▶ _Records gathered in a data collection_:
------------

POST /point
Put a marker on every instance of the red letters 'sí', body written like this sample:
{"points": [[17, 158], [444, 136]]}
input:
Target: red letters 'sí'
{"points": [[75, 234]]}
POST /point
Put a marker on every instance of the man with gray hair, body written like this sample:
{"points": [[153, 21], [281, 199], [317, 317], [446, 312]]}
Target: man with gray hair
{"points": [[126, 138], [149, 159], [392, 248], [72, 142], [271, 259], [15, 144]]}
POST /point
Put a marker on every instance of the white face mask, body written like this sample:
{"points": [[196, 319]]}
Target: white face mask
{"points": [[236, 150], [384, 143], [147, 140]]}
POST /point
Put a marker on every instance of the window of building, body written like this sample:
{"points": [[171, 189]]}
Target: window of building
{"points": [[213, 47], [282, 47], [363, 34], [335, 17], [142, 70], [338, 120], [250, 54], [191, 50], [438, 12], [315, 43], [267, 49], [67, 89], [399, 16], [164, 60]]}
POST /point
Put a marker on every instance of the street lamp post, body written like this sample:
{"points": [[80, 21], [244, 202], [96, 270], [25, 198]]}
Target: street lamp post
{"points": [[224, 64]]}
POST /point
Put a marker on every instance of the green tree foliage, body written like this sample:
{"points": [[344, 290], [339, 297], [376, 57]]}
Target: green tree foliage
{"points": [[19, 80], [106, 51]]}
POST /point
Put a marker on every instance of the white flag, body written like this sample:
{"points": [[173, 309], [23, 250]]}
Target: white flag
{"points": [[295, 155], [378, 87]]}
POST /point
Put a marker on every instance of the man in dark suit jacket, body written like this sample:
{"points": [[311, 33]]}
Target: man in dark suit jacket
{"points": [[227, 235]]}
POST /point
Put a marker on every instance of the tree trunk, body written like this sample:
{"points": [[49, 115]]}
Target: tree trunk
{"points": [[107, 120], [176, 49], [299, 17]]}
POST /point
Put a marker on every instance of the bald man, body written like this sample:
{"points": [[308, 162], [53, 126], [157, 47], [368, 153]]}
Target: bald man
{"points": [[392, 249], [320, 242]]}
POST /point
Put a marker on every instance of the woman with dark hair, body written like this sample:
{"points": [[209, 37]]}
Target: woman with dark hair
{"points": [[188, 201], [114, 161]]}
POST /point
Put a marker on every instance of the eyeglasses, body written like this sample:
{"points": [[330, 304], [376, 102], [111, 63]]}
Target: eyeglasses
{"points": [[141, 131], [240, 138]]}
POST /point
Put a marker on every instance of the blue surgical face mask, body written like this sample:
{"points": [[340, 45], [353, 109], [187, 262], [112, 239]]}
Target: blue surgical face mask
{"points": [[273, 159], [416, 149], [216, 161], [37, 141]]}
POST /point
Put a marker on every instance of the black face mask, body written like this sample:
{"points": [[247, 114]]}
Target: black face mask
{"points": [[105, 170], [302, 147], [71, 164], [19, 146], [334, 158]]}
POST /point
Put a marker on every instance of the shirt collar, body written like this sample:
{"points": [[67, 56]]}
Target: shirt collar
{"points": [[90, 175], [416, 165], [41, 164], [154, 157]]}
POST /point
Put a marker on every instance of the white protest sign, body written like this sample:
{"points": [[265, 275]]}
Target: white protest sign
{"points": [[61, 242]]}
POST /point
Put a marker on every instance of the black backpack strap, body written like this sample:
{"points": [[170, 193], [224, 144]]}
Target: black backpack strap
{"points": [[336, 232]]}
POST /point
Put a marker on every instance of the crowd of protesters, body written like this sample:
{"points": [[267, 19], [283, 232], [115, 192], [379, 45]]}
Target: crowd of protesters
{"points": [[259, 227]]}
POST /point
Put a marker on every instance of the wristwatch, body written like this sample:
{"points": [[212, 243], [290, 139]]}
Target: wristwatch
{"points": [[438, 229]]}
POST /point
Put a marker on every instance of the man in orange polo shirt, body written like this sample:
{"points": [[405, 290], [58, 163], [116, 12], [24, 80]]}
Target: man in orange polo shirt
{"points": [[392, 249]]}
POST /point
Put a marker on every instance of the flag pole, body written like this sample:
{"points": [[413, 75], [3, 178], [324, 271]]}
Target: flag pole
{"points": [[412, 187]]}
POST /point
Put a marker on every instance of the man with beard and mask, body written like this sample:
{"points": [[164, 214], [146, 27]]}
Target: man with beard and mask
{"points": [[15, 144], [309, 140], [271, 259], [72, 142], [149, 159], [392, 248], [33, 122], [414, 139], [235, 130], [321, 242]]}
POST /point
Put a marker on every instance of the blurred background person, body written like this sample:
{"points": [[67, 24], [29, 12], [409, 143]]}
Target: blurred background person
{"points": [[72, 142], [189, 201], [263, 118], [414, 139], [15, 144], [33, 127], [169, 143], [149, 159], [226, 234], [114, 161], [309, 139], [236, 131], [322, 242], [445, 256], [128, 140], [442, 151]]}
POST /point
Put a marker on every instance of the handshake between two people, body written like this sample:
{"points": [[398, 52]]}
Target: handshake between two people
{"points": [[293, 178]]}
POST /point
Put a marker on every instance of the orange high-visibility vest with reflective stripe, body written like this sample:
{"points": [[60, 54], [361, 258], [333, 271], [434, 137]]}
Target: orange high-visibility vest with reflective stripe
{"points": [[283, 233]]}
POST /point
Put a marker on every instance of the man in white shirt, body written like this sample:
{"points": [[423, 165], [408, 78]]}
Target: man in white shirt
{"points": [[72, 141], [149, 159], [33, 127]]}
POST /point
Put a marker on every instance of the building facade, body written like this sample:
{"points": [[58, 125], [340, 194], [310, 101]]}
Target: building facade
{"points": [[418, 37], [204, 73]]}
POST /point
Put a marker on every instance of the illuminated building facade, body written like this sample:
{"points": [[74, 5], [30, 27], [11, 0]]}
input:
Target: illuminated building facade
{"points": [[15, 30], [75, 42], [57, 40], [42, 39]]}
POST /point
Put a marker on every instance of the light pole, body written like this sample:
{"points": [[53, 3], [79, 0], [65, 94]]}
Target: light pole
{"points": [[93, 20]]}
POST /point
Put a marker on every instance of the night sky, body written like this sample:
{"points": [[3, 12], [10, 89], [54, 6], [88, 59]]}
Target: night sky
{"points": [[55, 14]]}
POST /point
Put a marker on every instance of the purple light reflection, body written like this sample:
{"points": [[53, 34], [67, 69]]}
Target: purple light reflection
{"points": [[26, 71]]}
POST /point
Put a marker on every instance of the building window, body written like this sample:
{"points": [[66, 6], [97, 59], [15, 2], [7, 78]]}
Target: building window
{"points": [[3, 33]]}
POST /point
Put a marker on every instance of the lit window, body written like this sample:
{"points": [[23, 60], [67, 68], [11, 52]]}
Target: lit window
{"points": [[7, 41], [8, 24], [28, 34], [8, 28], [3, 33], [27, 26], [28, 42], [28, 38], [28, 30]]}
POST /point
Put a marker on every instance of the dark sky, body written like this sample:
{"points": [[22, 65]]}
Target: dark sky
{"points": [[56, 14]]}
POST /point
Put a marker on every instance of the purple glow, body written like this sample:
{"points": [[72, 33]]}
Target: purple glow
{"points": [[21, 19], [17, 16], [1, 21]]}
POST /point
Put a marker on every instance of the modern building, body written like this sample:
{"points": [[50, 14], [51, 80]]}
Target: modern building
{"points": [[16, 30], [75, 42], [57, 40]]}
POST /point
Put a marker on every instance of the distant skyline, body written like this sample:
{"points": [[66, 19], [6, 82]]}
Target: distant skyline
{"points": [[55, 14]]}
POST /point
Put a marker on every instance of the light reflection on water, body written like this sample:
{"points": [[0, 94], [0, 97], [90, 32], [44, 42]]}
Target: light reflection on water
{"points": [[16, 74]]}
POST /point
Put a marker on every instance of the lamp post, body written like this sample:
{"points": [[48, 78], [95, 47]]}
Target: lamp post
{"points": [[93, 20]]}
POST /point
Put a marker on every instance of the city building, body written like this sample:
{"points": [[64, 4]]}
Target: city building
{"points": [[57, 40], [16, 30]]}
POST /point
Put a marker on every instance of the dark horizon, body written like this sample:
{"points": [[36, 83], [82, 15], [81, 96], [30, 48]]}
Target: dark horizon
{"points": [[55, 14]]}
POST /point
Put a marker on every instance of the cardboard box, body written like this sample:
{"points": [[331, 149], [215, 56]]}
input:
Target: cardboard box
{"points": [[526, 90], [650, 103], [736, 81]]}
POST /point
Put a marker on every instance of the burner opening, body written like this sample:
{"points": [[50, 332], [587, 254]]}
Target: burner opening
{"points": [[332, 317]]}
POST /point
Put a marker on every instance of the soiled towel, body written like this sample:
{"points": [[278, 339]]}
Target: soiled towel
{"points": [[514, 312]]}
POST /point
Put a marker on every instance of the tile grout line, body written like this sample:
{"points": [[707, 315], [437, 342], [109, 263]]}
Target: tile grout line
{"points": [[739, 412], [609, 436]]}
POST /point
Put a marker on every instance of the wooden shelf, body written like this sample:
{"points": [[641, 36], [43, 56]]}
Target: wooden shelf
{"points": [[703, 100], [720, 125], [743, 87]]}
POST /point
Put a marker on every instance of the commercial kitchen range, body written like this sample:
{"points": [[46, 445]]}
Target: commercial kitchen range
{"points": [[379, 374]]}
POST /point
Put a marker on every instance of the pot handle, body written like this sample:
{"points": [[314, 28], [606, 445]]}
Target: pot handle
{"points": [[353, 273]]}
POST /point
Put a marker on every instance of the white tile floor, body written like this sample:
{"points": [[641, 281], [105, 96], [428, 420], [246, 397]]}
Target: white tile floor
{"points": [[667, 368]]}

------------

▶ _WHAT YOU SHOULD DO_:
Pull out each line of the listing above that contains the word "distant". Treat uppercase and lowercase letters as different.

▶ _WRITTEN RESPONSE_:
Put a marker on every instance of the distant skyline, body written like this sample:
Target: distant skyline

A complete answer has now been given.